Records of labeled points
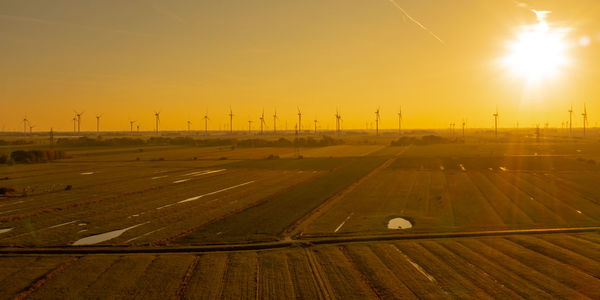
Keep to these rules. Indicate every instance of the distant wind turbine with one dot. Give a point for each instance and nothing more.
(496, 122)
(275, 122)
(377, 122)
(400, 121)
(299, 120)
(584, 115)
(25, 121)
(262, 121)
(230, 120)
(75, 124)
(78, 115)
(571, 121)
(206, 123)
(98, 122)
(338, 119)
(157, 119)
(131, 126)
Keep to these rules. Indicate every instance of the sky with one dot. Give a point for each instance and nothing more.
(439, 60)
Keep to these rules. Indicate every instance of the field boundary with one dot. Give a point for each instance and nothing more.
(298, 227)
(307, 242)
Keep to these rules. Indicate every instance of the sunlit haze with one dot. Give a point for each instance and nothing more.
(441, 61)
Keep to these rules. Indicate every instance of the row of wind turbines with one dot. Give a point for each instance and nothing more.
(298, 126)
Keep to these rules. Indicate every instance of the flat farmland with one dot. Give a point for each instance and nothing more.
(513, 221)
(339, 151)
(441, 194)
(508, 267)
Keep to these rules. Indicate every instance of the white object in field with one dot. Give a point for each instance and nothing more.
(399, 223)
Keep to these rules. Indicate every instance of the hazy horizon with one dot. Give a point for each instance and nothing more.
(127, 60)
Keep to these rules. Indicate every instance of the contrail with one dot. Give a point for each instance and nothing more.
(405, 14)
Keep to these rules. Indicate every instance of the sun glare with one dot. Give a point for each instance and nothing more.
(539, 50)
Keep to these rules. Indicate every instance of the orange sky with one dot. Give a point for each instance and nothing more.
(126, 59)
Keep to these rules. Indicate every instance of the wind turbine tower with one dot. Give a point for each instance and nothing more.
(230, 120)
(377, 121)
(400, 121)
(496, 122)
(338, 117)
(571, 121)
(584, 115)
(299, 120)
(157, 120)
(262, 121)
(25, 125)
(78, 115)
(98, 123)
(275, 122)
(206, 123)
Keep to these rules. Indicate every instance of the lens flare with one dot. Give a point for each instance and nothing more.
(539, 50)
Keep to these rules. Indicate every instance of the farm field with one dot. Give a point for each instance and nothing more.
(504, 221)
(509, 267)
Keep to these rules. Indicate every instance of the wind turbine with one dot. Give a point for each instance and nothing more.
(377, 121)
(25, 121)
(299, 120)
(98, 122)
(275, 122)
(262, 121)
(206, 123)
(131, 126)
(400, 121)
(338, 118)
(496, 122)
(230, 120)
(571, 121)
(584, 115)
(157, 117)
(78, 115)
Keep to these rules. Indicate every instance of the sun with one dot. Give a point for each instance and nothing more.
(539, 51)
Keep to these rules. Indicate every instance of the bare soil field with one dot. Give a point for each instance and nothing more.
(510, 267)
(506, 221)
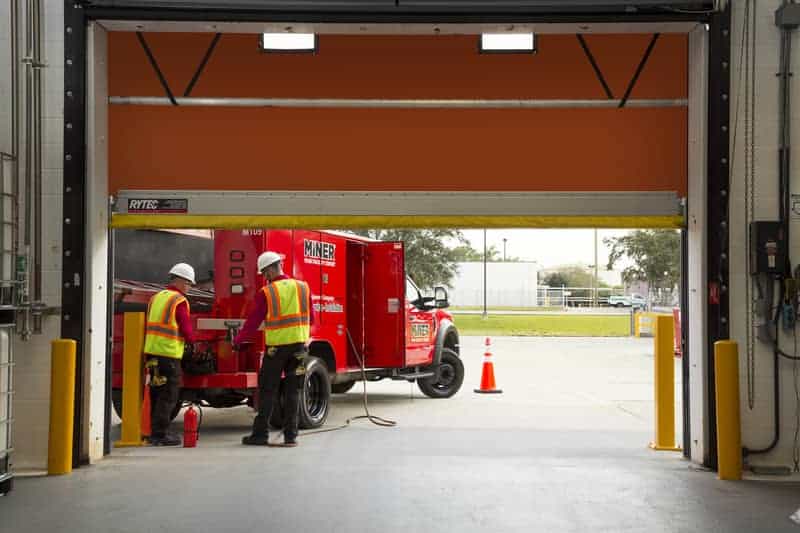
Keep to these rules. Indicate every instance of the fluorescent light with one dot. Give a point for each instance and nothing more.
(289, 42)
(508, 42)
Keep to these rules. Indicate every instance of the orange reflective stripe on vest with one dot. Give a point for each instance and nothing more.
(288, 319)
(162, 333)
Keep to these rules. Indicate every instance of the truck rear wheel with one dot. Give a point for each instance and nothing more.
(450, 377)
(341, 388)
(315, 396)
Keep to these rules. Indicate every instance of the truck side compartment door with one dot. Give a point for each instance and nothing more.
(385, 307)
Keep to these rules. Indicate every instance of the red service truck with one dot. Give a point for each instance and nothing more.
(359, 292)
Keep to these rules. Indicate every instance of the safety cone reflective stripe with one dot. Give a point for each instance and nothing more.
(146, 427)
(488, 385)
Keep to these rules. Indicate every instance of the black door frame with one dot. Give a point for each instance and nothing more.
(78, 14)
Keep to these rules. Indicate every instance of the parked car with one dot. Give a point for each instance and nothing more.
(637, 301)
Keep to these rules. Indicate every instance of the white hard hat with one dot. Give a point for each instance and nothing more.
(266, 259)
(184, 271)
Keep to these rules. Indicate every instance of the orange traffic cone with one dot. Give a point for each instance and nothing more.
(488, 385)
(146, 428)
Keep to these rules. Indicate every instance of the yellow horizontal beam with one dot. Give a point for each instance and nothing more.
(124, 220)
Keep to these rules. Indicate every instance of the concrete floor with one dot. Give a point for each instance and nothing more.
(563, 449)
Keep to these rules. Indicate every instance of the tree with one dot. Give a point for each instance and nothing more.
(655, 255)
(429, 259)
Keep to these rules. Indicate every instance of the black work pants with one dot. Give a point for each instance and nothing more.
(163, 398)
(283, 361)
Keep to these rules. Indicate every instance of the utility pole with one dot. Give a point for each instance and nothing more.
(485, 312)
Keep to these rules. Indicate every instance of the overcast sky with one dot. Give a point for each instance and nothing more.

- **Objective**: Could you output the lines of this listing as a numbered list, leaving out blank lines and the pictures?

- **Solved problem**:
1. Keep to these rules. Indicate every instance of the distant wind turbine with one dot. Give a point for each instance and nothing more.
2. (496, 122)
3. (275, 122)
4. (377, 122)
5. (400, 121)
6. (299, 120)
7. (584, 115)
8. (25, 121)
9. (262, 121)
10. (230, 120)
11. (75, 124)
12. (78, 115)
13. (571, 121)
14. (206, 123)
15. (98, 122)
16. (338, 119)
17. (157, 119)
18. (131, 126)
19. Keep to these rules. Indicate every instance of the sky with one dot. Give a point for each instance and nothing more.
20. (439, 60)
21. Keep to these rules. Indicate every instance of the field boundary with one dot. Give a point for each instance and nothing more.
22. (298, 227)
23. (307, 242)
24. Keep to these rules. Indicate every instance of the sunlit haze with one dot. Give a point for each instance and nothing more.
25. (441, 61)
26. Keep to these rules. Indicate every instance of the row of wind turbines with one dot. Give a point for each instance and nothing more.
27. (298, 126)
28. Keep to these rules. Indicate every instance of the flat farmland with one dot. Give a point for each instance and nothing more.
29. (513, 221)
30. (339, 151)
31. (441, 194)
32. (508, 267)
33. Keep to these rules. Indicate every instance of the white object in field with one dot. Give a point for each instance and nothing more.
34. (399, 223)
35. Keep to these rules. Indicate every instance of the hazy horizon with one dot. Give a point for each instance and nothing more.
36. (127, 60)
37. Keep to these rules. Indicate every instance of the contrail with one dot. Give a point for each instance and nothing more.
38. (405, 14)
39. Keep to these rules. Indicate every instance of the sun glare with one dot. Give a point for each instance and nothing more.
40. (539, 50)
41. Keep to these rules. Indicate every instance of the orange sky with one dot. Give a point for each instance and nothing more.
42. (126, 59)
43. Keep to these rules. Indicate every instance of the wind turbine tower with one dot. Give a point for each instance and nothing more.
44. (230, 120)
45. (377, 121)
46. (400, 121)
47. (496, 122)
48. (338, 117)
49. (571, 121)
50. (584, 115)
51. (299, 120)
52. (157, 120)
53. (262, 121)
54. (25, 125)
55. (78, 115)
56. (98, 123)
57. (275, 122)
58. (206, 123)
59. Keep to these rules. Indicate every instance of the lens flare with one dot. Give a point for each instance and nothing more.
60. (539, 50)
61. Keep to these rules. Indicate every instance of the farm field with one dot. Give a point for each instance and nothing more.
62. (504, 221)
63. (509, 267)
64. Keep to these rules. Indicate every instance of the wind turbine with one dot. Give a point for each instance and nothing more.
65. (377, 121)
66. (25, 121)
67. (299, 120)
68. (98, 122)
69. (275, 122)
70. (262, 121)
71. (206, 123)
72. (131, 126)
73. (400, 121)
74. (338, 118)
75. (496, 122)
76. (230, 120)
77. (571, 121)
78. (584, 115)
79. (157, 117)
80. (78, 115)
81. Keep to these rules. Indicate every instance of the sun with one dot. Give a point for each instance and nothing more.
82. (539, 51)
83. Keep to these rules. Indicate every instance of the bare soil field with one dot. Give a point for each instance and nothing more.
84. (510, 267)
85. (506, 221)
86. Keep to these rules. Indicate every instance of the fluorescent light with one dot. Give a point for each instance and nothing more.
87. (289, 42)
88. (508, 42)
89. Keep to these rules. Indicate every instance of the orange reflective stripe on vest with one dot. Give a point for each instance and nothing more.
90. (288, 319)
91. (162, 333)
92. Keep to these rules. Indicate every instance of the truck rear wheel with one dot. Give a point for each instance and nothing more.
93. (450, 377)
94. (341, 388)
95. (315, 396)
96. Keep to these rules. Indicate every instance of the truck side compartment door with one dot. Give a point for each instance and nothing more.
97. (385, 307)
98. Keep to these rules. Indicate every instance of the red service truck with one dot. Give a point for each instance and nothing more.
99. (359, 292)
100. Keep to these rules. Indicate every instance of the safety cone reflective stripe with one dot. Give a point for each instance and nothing more.
101. (146, 427)
102. (488, 385)
103. Keep to these rules. Indicate every instance of the black door frame with one dot. Give a point for each instance and nothing more.
104. (78, 14)
105. Keep to these rules. Indicate every instance of the parked car with one dot. Give a point for each instance and nothing more.
106. (637, 301)
107. Keep to these rules. Indicate every instance of the white hard hat with one dot. Give a point for each instance and nothing more.
108. (266, 259)
109. (184, 271)
110. Keep to these rules. Indicate every instance of the orange traffic cone with one dot. Give a point for each instance and nothing more.
111. (488, 385)
112. (146, 428)
113. Keep to these rules. Indicate every instance of the yellow horizontal beam with one dot. Give a point for each instance and nothing more.
114. (124, 220)
115. Keep to these rules. Indicate every instance of the concrete floor with one dot. Give a point for each instance and nothing more.
116. (563, 449)
117. Keep to these rules. Indicate every instance of the tree with one dot. Give a point for each instance and nothing more.
118. (655, 255)
119. (429, 259)
120. Keep to these rules. Indicate every instance of the black work pants with one dot. Give a point for each instance and nothing more.
121. (163, 398)
122. (283, 361)
123. Keep to these rules. Indicate every instance of the utility pole with one dot. Give a point for each instance and nothing more.
124. (485, 312)
125. Keep to these rules. Indicate every instance of the overcast sky with one dot. Give a point for each instance and nothing more.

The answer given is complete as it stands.